Set problem: Format each line of the listing below as a numbered list, omitting any blank lines.

Given information:
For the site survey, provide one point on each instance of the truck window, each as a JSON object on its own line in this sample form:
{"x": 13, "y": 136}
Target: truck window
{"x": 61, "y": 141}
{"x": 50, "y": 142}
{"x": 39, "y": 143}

Answer:
1. For the site survey, provide one point on each instance of the truck window, each as a JSON object on its own line in this sample form:
2. {"x": 13, "y": 136}
3. Target: truck window
4. {"x": 61, "y": 141}
5. {"x": 50, "y": 142}
6. {"x": 39, "y": 143}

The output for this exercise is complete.